--- BEGIN READING PASSAGE ---

Part of cooking from scratch is knowing just how “from scratch” it needs to be to feel good about what you’re making. The other part is knowing where to buy the parts you’re not going to make for yourself. This time it was getting a pizza crust from Alesci’s and doing the sauce from scratch.

Ingredients


28 ounces (one large can) crushed tomatoes
1 cup diced onion
2 tablespoons basil pesto
2 tablespoons dried oregano (3 tablespoons fresh)
1 clove garlic (two if they’re small)
2 teaspoons kosher salt

Directions

Start out by dicing the onion

… and mincing the garlic.

Heat some fat in a pan over medium heat — butter, olive oil, or like I did, rendered bacon fat.

Sauté the onion until it just starts to turn clear …

… then add the garlic and keep stirring until the garlic starts to get darker, but not brown.

Add the tomatoes …

… and the pesto and oregano.

Simmer over medium heat for about 15 minutes, stirring frequently, until the sauce is warmed through.

Remove the pan from heat and blend with an immersion blender (AKA stick blender) until the sauce is smooth.

--- END READING PASSAGE ---
--- BEGIN DATASET EXCERPT ---

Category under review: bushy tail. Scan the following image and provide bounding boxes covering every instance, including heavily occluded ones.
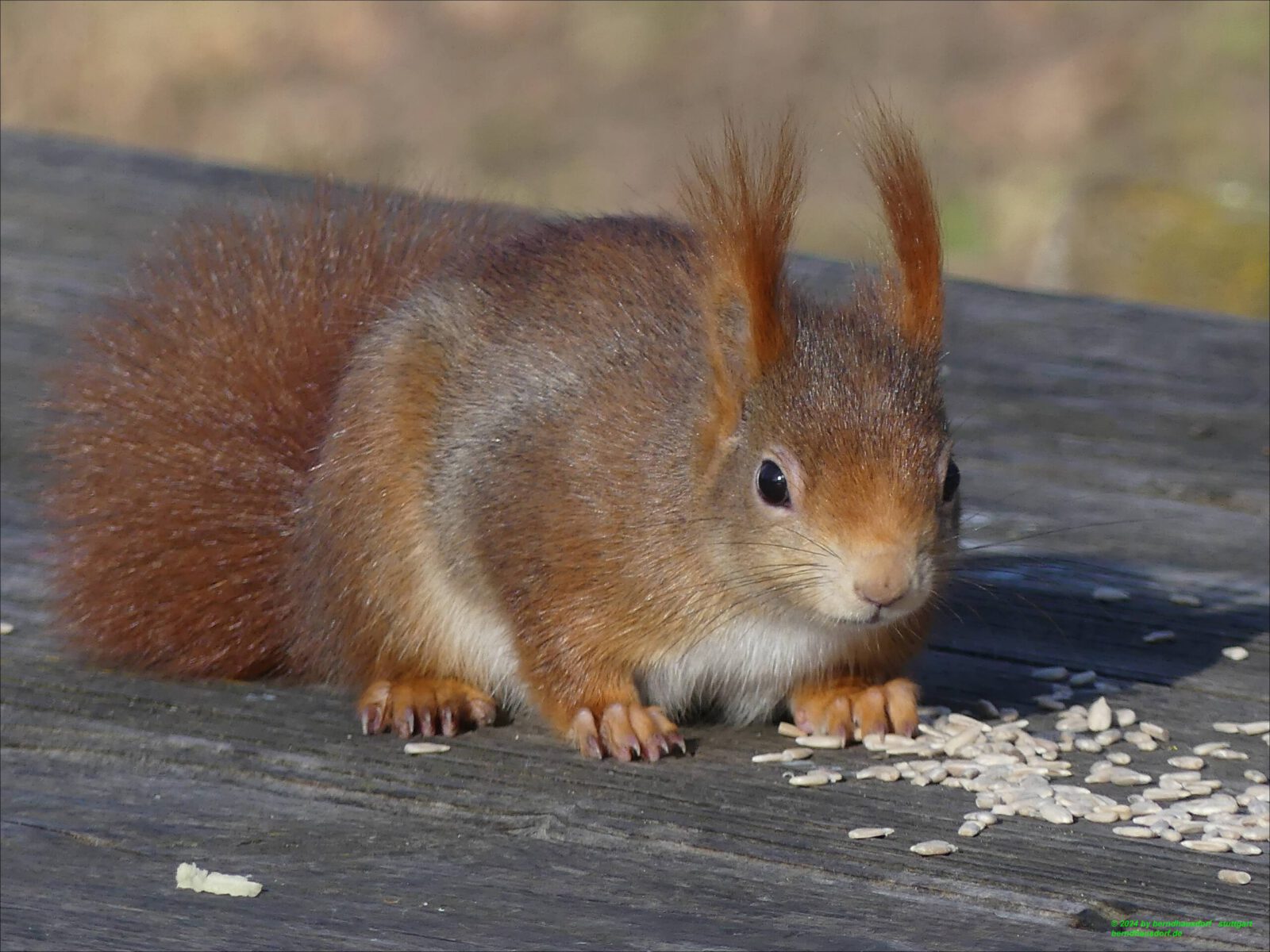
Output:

--- END DATASET EXCERPT ---

■ YOUR GOAL:
Rewrite the pizza sauce recipe from "Heat some fat" to "sauce is smooth.", with "skillet" in place of "pan" throughout.

■ THE COMPLETED TASK:
Heat some fat in a skillet over medium heat — butter, olive oil, or like I did, rendered bacon fat.

Sauté the onion until it just starts to turn clear …

… then add the garlic and keep stirring until the garlic starts to get darker, but not brown.

Add the tomatoes …

… and the pesto and oregano.

Simmer over medium heat for about 15 minutes, stirring frequently, until the sauce is warmed through.

Remove the skillet from heat and blend with an immersion blender (AKA stick blender) until the sauce is smooth.